# DIRECTIVE
Express every line of the listing below as a JSON list of strings, one string per line, skipping blank lines and leaving the pictures out.

>> start RECORDED INFORMATION

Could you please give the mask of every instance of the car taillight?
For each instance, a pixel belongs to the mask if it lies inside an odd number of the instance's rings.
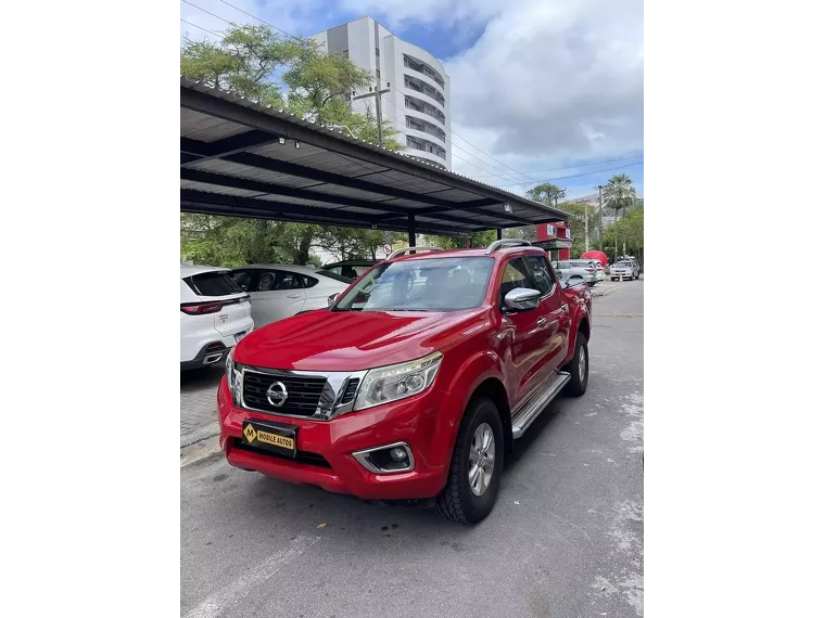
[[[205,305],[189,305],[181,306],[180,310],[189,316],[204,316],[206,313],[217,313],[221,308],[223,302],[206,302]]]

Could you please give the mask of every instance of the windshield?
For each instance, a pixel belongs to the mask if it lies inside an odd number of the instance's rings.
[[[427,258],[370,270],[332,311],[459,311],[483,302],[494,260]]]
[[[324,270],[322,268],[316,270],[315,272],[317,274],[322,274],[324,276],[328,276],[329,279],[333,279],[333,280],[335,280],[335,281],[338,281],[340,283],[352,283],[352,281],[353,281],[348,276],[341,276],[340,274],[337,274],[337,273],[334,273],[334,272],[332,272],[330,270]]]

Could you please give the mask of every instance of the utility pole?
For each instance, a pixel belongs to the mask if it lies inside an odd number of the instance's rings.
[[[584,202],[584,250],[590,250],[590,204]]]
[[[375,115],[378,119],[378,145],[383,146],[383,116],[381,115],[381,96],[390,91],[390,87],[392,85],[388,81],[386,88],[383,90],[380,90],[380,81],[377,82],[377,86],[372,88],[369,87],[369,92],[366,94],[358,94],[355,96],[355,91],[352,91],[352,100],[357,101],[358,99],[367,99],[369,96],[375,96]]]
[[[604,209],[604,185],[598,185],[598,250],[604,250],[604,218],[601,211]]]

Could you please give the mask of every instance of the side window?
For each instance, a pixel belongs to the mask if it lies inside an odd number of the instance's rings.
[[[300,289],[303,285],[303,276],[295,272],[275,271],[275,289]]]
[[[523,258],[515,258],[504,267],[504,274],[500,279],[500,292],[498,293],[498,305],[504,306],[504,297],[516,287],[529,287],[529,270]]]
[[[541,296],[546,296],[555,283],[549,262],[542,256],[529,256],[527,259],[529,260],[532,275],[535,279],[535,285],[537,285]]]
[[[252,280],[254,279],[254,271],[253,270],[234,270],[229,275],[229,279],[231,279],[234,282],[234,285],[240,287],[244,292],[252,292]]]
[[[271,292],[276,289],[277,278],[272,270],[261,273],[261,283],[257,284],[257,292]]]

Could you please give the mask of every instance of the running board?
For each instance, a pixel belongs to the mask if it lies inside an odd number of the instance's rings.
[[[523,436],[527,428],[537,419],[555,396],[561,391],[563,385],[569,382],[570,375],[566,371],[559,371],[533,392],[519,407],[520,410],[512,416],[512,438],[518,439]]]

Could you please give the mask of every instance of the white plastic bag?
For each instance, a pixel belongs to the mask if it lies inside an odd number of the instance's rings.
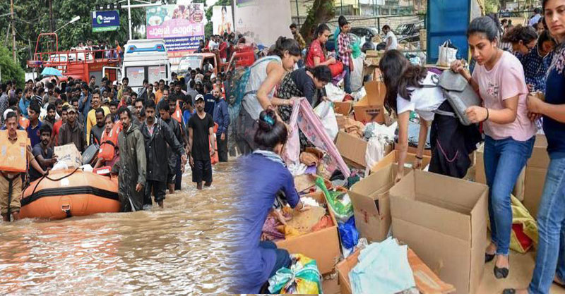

>> end RECORDED INFORMATION

# OUTPUT FOR THIS TASK
[
  "Could you please give the mask of every instance of the car taillight?",
  "For each instance, a pixel belongs to the mask if it lies inside an odd number of the instance's rings.",
  "[[[205,305],[189,305],[181,306],[180,310],[189,316],[204,316],[206,313],[217,313],[221,308],[223,302],[206,302]]]",
  "Could you please give the mask of every instance of the windshield?",
  "For each instance, a pixel belongs to the mask if it lies inside an odd number of the instance's rings.",
  "[[[427,258],[370,270],[332,311],[459,311],[483,302],[494,260]]]",
  "[[[324,270],[322,268],[316,270],[315,272],[317,274],[322,274],[324,276],[328,276],[329,279],[333,279],[333,280],[335,280],[335,281],[338,281],[340,283],[352,283],[352,281],[353,281],[348,276],[341,276],[340,274],[337,274],[337,273],[334,273],[334,272],[332,272],[330,270]]]",
  "Could you please give the mask of every instance of the utility pole?",
  "For each instance, a pixel belongs to the mask if it lies inside an odd number of the instance's rings.",
  "[[[584,202],[584,250],[590,250],[590,204]]]",
  "[[[375,115],[378,119],[378,145],[383,146],[383,116],[381,115],[381,96],[390,91],[390,87],[392,85],[388,81],[386,88],[383,90],[380,90],[380,81],[377,82],[377,86],[372,88],[369,87],[369,92],[366,94],[358,94],[355,96],[355,91],[352,91],[352,100],[357,101],[358,99],[367,99],[369,96],[375,96]]]",
  "[[[604,209],[604,185],[598,185],[598,250],[604,250],[604,218],[601,211]]]",
  "Could you please give the mask of every instance of the side window?",
  "For each instance, a pixel belongs to the mask if it lies inside an odd number of the instance's rings.",
  "[[[300,289],[303,285],[303,276],[295,272],[275,271],[275,289]]]",
  "[[[523,258],[515,258],[504,267],[504,274],[500,279],[500,292],[498,293],[498,305],[504,306],[504,297],[516,287],[529,287],[529,270]]]",
  "[[[541,296],[546,296],[555,283],[549,262],[542,256],[529,256],[527,259],[529,260],[532,275],[535,279],[535,285],[537,285]]]",
  "[[[252,280],[254,279],[254,271],[253,270],[234,270],[229,275],[229,279],[231,279],[234,282],[234,285],[240,287],[244,292],[252,292]]]",
  "[[[271,292],[276,289],[277,278],[272,270],[261,273],[261,283],[257,284],[257,292]]]",
  "Could you please give the mask of every instance of the running board?",
  "For each instance, a pixel belongs to the mask if it lies inside an odd number of the instance's rings.",
  "[[[523,436],[527,428],[537,419],[555,396],[561,391],[563,385],[569,382],[570,375],[566,371],[559,371],[533,392],[519,407],[520,410],[512,416],[512,438],[518,439]]]",
  "Could you please give the mask of every instance of the white plastic bag?",
  "For each instance, a pixel belongs to the mask if it lies inside an odd number of the instance's rings."
]